La chronique >>
§ §

Chronique de Serres et d’ailleurs II (9)

Auditrices et auditeurs qui m’écoutez, bonjour. Il n’y a pas que la ponctuation qui souffre, il y a aussi les tortures infligées aux mots ; en effet, il suffit d’écouter les présentateurs de radio ou de télévision pour le constater. Je prendrai pour premier exemple le mot périple qui, au départ et par étymologie, signifie circumnavigation et qui est couramment utilisé pour parler de voyages terrestres. Même d’éminents lexicologues tolèrent cette acception, il faut bien vendre du dictionnaire que diable ! Le mot « télévision » est déjà un barbarisme puisque composé d’une tête grecque et d’une queue latine et ceci prouve que ce média était condamné à la médiocrité dès le départ mais je m’en voudrais de fustiger les seuls audiovisuels alors que les scribouillards ne sont pas en reste envers leurs collègues babillards. La presse de province, en particulier dans ses pages sportives, est une mine d’utilisations abusives de notre malheureux lexique.
Je vous propose donc un mot en ce jour de repos et ce mot est : mogigraphie. Je n’ai pas dit : mogilialisme, non, cela est bien différent car il s’agit une manière élégante de nommer le bégaiement. Je ne vais pas proposer une pinte de bière tiède au premier ou à la première qui aura trouvé la signification de ce mot car il n’est pas simple de faire parvenir ce genre de lot par la poste. La mogigraphie est, en réalité, la crampe de l’écrivain et vous aurez compris que c’est ce qui m’affecte, d’autant plus que ce genre de crampe pourrait atteindre le cerveau. Etre trahi par son poignet est une chose, avoir sa pensée au bord du claquage en est une autre.

§ §

Matériel fourni >>
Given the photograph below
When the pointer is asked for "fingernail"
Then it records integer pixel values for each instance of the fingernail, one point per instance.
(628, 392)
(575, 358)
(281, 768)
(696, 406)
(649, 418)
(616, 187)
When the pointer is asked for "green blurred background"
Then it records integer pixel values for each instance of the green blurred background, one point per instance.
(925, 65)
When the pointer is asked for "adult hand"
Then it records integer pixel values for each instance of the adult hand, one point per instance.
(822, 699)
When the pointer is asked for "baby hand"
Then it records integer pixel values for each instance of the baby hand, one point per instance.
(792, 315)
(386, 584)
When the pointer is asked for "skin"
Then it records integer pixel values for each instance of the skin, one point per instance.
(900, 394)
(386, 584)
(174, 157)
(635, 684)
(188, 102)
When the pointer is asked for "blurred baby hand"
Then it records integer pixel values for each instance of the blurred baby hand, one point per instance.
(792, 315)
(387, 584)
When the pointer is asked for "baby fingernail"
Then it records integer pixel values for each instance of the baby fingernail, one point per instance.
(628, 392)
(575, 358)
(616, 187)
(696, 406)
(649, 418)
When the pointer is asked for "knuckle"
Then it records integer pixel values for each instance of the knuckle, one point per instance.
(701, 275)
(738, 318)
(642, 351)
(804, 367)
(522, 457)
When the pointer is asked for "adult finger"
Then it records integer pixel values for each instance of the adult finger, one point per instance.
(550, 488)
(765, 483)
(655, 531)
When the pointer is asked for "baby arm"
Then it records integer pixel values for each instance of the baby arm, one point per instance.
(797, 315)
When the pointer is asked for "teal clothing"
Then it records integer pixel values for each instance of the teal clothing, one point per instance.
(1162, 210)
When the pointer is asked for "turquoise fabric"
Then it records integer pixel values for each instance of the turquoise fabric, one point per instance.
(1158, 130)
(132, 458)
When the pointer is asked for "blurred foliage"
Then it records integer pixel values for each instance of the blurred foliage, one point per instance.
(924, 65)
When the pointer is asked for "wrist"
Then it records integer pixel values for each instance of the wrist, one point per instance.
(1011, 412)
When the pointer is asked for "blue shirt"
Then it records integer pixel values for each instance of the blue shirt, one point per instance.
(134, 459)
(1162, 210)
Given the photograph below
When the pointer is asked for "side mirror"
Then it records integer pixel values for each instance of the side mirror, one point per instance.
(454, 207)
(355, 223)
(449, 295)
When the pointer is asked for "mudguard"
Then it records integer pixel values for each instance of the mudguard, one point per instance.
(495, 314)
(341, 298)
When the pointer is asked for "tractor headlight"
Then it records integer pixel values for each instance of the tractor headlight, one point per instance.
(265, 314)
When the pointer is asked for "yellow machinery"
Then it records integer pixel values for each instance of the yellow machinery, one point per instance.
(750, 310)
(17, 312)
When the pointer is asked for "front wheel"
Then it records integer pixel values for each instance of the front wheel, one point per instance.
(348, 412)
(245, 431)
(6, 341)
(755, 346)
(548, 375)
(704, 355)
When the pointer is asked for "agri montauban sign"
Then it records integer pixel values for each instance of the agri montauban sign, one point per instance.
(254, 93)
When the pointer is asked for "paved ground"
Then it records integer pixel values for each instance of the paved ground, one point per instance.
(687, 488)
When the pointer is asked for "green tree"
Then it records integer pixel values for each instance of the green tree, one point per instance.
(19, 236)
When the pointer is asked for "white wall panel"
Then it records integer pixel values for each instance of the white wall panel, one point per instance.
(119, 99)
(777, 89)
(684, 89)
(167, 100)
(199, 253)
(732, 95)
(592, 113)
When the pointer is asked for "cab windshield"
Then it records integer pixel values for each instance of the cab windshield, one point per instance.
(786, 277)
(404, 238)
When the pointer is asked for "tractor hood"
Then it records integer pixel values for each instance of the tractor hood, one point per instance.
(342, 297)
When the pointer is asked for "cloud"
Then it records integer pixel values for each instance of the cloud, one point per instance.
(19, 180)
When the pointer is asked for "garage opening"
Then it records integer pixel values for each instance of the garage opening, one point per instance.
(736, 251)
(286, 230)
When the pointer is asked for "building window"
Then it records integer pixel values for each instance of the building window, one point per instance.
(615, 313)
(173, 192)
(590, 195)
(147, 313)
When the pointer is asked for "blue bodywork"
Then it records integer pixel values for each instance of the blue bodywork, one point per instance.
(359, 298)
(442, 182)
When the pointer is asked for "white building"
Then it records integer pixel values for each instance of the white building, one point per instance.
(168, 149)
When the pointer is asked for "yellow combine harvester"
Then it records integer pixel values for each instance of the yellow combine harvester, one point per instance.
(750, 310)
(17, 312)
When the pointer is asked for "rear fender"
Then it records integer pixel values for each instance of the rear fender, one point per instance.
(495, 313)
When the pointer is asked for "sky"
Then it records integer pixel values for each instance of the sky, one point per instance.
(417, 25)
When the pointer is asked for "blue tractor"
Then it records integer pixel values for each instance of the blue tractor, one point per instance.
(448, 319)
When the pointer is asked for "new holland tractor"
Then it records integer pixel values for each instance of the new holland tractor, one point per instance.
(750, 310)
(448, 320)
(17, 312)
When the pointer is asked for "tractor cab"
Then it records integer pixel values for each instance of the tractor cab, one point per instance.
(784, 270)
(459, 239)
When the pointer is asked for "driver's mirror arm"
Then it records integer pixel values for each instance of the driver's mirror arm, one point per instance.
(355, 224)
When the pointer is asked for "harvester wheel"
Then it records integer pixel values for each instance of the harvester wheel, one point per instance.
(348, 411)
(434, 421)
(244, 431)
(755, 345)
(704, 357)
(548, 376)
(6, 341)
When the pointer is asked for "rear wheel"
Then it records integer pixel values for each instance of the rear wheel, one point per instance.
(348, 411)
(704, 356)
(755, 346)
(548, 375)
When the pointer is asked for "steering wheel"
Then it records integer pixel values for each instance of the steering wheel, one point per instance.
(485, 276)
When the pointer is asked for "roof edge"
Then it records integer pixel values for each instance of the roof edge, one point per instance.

§ §

Vos tâches >>
- a) D'après la chronique sur les mots, pourquoi le mot « télévision » est-il un barbarisme ?
- b) Pouvez-vous donner la suite de la chronique sur les mots, à partir de sa dernière phrase ?

Réponses aux tâches >>
- a) C'est un barbarisme parce qu'il est composé d'une tête grecque et d'une queue latine. Pour le chroniqueur, cela prouve que ce média était condamné à la médiocrité dès le départ.

- b)
Ne pouvant soulager mes maux dans les brumes septentrionales, j’ai consulté le bon docteur V. (ce dernier tient à rester anonyme) qui soigne par les plantes. En effet, il soigne les malades par les plantes des pieds ; c'est-à-dire qu’il introduit dans les chaussettes du patient un fin broyat dynamisé selon une méthode analogue à celle du Dr Hahnemann, inventeur de l’homéopathie. Le traitement qui m’a été administré par le bon docteur V. fut un traitement expérimental. En effet, le traitement de la mogigraphie n’avait jamais été tenté par cette méthode, cela pour la bonne raison que le bon docteur V. est diplômé de l’Ecole vétérinaire et que l’on connaît fort peu d’animaux souffrant de mogigraphie. Mais je dirai que l’essai fut concluant. Le bon docteur a donc garni l’intérieur de mes chaussettes avec de la plume d’oie en poudre mélangée à de la seiche broyée. Le postulat de départ étant que « similia similibus curentur », il fallait traiter le mal de l’écriture par ce qui permet l’écriture. Or, si l’écriture a beaucoup évolué depuis le stylobille jusqu’à l’imprimante multifonctions, il n’en reste pas moins qu’elle s’est longtemps pratiquée avec une plume d’oie finement taillée. Un traitement à la plume d’oie ne peut qu’affiner et rendre plus légère une écriture parfois un peu lourde par exemple. Pour ce qui est du broyat de seiche, nous n’ignorons pas que cet animal, joliment appelé chipiron par les basques, est l’inventeur de l’encre. Donc, suite à une seule application de douze heures dans des chaussettes de qualité, je me suis vu reprendre mon activité écrivante sans douleur ni difficulté. A la fin de la journée, j’ai retiré un mulching honorable du fond de mes chaussettes et je l’ai ajouté sur mon tas de compost. Certains pourraient penser que cela peut se fumer mais j’ai abandonné la pratique du tabac depuis quelque temps et plutôt que de pétuner, je préfère maintenant fumer mon potager.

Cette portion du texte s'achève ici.